• **KUTIPAN TEKS**:
==============================
Pages

Ads 468x60px

Sabtu, 13 Oktober 2012


Pesantren dan Etika Peradaban
Oleh : Moh Shiddiq
Semua kalangan yang masih mengatas namakan muslim_bahkan santri, mustahil lupa sebuah hadist yang berbunyi innama buisytu liutammima makaarimal akhlaq yang menyatakan bahwa kemunculan Nabi Muhammad di padang Arabia disebabkan keringnya nilai-nilai hidup yang bermuara pada etika. Mengaitkan secara linear dengan sejarah peradaban arab tampaknya memang berkait-kelindan satu sama lain. Realita yang hadir semenjak itu sarat akan budaya Jahiliah yang bertentangan dengan spirit luhur keislaman yang hakiki.
Tak ayal, jika kemudian Nabi Muhammad menyebut bahwa peradaban Arab Jahiliah satu-satunya peradaban paling bodoh. sementara kehadiran beliau ditengah kegersangan spiritual dianggap sebagai trangkisnya dari alam kegelapan menuju alam terang benderang (minadz dzulumaati ilan nuuri) yang berpangkalkan akan cahaya Islam. Pada bagian lain sejak turunnya ayat al yauma akmaltu lakum wa atmamtu alaikum ni’matii waradiitu lakumul islama diina maka sejak saat inilah ada indikasi semakin terkikisnya aktualisasi nilai keislaman.
==============================
• **DAFTAR ITEM**:
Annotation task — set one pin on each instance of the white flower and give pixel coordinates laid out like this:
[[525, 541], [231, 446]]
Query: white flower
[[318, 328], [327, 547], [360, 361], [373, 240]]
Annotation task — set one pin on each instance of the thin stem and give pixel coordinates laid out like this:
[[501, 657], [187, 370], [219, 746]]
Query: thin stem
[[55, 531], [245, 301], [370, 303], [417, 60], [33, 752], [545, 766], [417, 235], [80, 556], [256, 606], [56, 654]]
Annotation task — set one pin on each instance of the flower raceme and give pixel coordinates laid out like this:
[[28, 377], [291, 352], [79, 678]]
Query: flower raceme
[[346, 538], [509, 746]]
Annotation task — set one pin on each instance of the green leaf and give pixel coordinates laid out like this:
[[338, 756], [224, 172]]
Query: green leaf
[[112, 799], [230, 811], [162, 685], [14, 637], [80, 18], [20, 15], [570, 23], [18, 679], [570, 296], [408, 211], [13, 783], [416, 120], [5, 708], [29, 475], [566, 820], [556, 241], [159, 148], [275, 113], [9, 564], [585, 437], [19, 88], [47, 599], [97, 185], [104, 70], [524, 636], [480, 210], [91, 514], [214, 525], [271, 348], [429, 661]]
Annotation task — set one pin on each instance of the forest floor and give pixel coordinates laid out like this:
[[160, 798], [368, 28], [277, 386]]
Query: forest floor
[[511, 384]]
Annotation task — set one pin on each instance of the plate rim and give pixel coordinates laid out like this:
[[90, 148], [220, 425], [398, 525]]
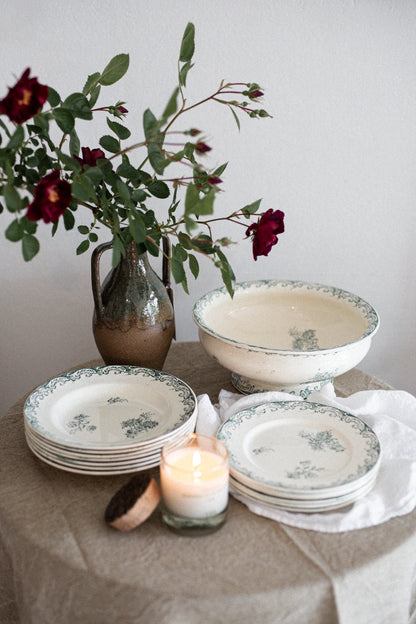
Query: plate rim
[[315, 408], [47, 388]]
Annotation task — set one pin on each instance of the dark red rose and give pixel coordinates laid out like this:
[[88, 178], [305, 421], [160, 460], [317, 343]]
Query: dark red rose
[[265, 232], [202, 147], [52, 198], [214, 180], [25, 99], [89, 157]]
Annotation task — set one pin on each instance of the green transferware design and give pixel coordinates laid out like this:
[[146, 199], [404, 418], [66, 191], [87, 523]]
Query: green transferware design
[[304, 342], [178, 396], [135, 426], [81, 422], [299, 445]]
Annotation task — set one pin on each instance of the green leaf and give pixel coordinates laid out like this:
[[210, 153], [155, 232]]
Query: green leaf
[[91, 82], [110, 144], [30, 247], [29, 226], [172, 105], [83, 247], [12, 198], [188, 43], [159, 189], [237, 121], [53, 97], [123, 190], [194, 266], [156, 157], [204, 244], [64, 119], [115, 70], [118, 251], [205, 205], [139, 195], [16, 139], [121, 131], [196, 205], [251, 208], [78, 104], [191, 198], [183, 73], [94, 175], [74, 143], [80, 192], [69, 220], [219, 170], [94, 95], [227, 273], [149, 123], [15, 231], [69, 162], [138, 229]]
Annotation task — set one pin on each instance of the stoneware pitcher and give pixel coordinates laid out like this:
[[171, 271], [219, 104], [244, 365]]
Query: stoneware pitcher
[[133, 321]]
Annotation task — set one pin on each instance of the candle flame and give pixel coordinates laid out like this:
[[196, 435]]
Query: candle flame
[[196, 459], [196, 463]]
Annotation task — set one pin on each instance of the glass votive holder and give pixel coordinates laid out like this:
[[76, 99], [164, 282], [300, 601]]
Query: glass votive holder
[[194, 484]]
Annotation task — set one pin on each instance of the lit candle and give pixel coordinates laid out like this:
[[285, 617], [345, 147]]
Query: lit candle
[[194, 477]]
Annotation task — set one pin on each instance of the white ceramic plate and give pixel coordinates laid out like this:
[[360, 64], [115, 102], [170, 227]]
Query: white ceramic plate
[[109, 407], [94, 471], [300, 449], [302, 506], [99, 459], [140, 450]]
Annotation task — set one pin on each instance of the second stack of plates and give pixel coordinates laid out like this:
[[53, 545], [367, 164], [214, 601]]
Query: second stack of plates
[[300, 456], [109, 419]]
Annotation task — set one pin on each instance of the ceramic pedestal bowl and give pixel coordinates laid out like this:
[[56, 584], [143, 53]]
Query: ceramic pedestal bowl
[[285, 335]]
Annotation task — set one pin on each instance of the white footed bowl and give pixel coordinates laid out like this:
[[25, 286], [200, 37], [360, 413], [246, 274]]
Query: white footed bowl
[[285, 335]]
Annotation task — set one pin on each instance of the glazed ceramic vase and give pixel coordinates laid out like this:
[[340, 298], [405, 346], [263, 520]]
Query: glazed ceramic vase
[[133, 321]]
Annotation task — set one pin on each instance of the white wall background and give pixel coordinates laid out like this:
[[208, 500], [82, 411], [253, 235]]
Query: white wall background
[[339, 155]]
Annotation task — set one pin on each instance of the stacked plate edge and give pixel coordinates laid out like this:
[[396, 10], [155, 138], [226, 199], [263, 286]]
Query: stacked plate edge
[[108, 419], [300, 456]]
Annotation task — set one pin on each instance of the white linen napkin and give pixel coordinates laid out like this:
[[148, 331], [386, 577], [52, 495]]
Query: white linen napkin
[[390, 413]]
==============================
• **DAFTAR TUGAS**:
a: Terjemahkan ke dalam bahasa Inggris kalimat dari esai tentang pesantren dan etika peradaban ini: "Realita yang hadir semenjak itu sarat akan budaya Jahiliah yang bertentangan dengan spirit luhur keislaman yang hakiki."
b: Sambung tulisan tentang pesantren dan etika peradaban mulai dari kalimat sesudah kalimat terakhirnya.

• **HASIL AKHIR**:
a: The reality that has existed since then has been laden with Jahiliyyah culture, which runs counter to the true and noble spirit of Islam.

b:
Wajar, menginjak pada tataran kemajuan Eropa yang mengusung nama Renaisains Muslim seakan latah oleh suguhan menggiurkan dalam berbagai sisi. Termasuk diantaranya mode, pakaian, teknologi dan segala tetek bengek lainnya yang terkait dengan term modern. Namun lebih menarik lagi bila pembahasan dispesifikasikan pada muatan historis akan supremasi Barat dalam berbagai dimensi itu.
Sejak abad 11 Eropa dalam keadaan terkatung-katung. Masa ini, Islam menikmati puncak keemasannya dari masa Dinasti Abbasiyah hingga periode Salahuddin Al Ayyubi. Namun, keadaan berbalik arah tatkala terjadi peperangan sengit pada perang Salib yang melibatkan Islam dan Kristen. Suasana genting itu, membawa petaka bagi Islam dengan terbakarnya khazanah keislaman yang terpajang di perpustakaan Mesir, Iraq (Baghdad) dan Spanyol (Andalusia, Cordoba).praktisnya, terjadi peralihan bahasa dari Arab ke bahasa Latin. Namun begitu, hingga detik ini Eropa masih mengelak dari “plagiasi ilmiayah”  ini.
Dalam tataran ideologis pun, yang berkenaan dengan filsafat yunani Islam juga turut andil dalam menerjemahkan kedalam bahasa latin. Dimana, Ibnu Rusyd dalam sebuah hikayah berguru langsung kepada Aristoteles yang oleh orang Barat tidak diakui secara formal. Bahkan, penemuan kekuatan atom,gravitasi dan segala penemuan ilmiayah terlebih dahulu ditemukan Islam diabad yang lampau. Bedanya, ilmuwan muslim menggenjot kemajuan dibalik kekuatan teks, sedangkan penemuan Albert Einstein dan Sir Isaac Newtoon condong pada kekuatan konteks.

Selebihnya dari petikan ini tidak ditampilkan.